== Extrait choisi ==
Littérature / Dans une saison littéraire parcourue du frisson glacé du secret de famille, le Renaudot 2020 est venu couronner "Histoire du fils" de l'Auvergnate Marie-Hélène Lafon, l'une des plumes les plus subtilement acérées du paysage français. Un roman à tiroirs spatio-temporels dans lequel les soubresauts familiaux (dé)composent la déchirante tectonique d'une vie.
Le chauvinisme lyonno-rhonalpocentré étant ce qu'il est — toute personne ayant posé un pied à la gare de Perrache pour s'offrir un Twix à un distributeur en attendant que la chenille ne redémarre pouvant être certifié pur gone —, que n'a-t-on pas gagné avec la généreuse extension régionale à la riante Auvergne, outre un président de Région à la sauce lentille, s'entend ? Par exemple, une autrice dont les origines comme une grande partie de l'œuvre vont se nicher aux confins aurhalpins du Cantal — c'est quasiment à l'autre bout de la France et pourtant désormais, c'est ici.
Sans doute, peut-on dès lors s'enorgueillir sans vergogne de ce Renaudot tombé dans l'escarcelle de la dite Marie-Hélène Lafon, l'une des plus fines plumes hexagonales. Sans doute aussi, comme c'est souvent le cas avec les prix de prestige à la française, ce Renaudot 2020 vient-il couronner par le truchement de sa dernière production, une œuvre entière. Mais il ne sera pas dit que la providence — et accessoirement le jury qui la déclenche — a frappé au hasard. Et c'est peut-être aussi une tendance que vient couronner ce prix, laquelle aura émaillé quelques-uns des plus beaux romans de la dernière rentrée littéraire : le secret de famille et comment on vit avec autant qu'on en crève.

Entrées de données enregistrées
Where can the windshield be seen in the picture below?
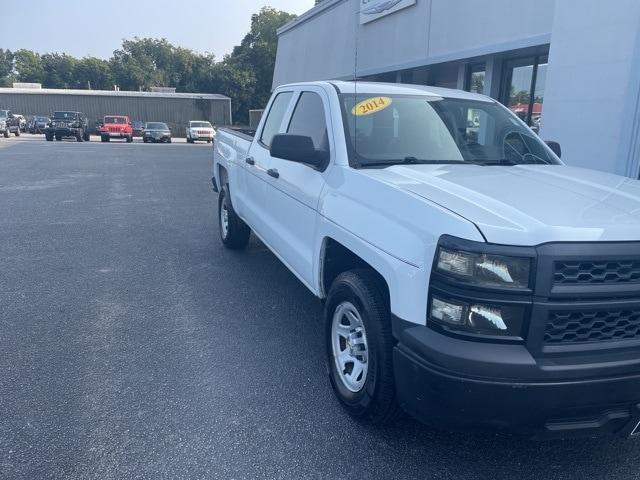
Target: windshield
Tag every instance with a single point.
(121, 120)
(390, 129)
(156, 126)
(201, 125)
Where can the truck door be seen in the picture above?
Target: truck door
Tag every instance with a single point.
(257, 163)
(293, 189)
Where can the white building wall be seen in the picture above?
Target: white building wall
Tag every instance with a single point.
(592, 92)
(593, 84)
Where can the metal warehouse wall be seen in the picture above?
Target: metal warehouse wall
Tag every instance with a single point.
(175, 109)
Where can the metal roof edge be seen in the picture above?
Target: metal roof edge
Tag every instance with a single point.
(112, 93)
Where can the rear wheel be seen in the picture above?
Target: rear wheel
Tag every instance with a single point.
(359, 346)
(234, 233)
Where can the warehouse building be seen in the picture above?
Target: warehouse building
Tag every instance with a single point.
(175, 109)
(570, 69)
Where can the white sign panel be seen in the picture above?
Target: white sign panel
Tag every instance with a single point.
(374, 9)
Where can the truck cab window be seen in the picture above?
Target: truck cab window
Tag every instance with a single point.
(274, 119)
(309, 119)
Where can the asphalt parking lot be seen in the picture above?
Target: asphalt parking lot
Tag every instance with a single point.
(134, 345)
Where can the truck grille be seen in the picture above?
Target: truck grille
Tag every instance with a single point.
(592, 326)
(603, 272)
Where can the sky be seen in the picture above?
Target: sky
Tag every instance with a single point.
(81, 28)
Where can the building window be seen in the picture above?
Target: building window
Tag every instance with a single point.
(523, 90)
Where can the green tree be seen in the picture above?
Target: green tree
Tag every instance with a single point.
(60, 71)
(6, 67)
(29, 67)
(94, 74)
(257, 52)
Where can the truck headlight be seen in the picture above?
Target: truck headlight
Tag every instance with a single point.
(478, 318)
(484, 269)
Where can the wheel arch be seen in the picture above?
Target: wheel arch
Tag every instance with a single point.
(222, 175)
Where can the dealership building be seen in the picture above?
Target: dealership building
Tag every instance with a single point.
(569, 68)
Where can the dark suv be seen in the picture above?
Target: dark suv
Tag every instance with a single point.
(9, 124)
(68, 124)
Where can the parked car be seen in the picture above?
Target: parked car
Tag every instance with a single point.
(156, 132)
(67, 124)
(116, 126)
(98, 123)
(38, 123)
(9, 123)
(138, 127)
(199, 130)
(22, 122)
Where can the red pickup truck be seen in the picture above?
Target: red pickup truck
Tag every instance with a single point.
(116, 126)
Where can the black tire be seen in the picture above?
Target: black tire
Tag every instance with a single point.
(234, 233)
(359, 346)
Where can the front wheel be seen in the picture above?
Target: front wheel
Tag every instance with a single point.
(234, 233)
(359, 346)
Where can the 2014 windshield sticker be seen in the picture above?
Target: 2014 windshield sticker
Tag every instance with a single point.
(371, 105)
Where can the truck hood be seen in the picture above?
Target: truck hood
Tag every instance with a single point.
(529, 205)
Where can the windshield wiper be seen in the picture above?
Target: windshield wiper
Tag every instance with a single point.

== Exercice écrit 1 ==
Les affirmations suivantes concordent-elles avec l'extrait choisi : (a) le Renaudot 2020 a récompensé « Histoire du fils » de Marie-Hélène Lafon ; (b) le jury du prix a choisi au hasard ; (c) l'autrice a ses origines dans le Cantal ? Répondez par oui ou non à chacune, en citant à l'identique les mots décisifs de l'extrait.
== Exercice écrit 2 ==
Pourriez-vous transformer en liste numérotée les lignes des entrées, de celle qui contient « Where can the windshield wiper » jusqu'à la dernière ligne des entrées, ces deux bornes comprises et sans les lignes vides ?

== Réponse attendue 1 ==
(a) Oui : « le Renaudot 2020 est venu couronner "Histoire du fils" de l'Auvergnate Marie-Hélène Lafon ».
(b) Non : « il ne sera pas dit que la providence — et accessoirement le jury qui la déclenche — a frappé au hasard ».
(c) Oui : « une autrice dont les origines comme une grande partie de l'œuvre vont se nicher aux confins aurhalpins du Cantal ».

== Réponse attendue 2 ==
1. Where can the windshield wiper be seen in the picture above?
2. Target: windshield wiper
3. Tag every instance with a single point.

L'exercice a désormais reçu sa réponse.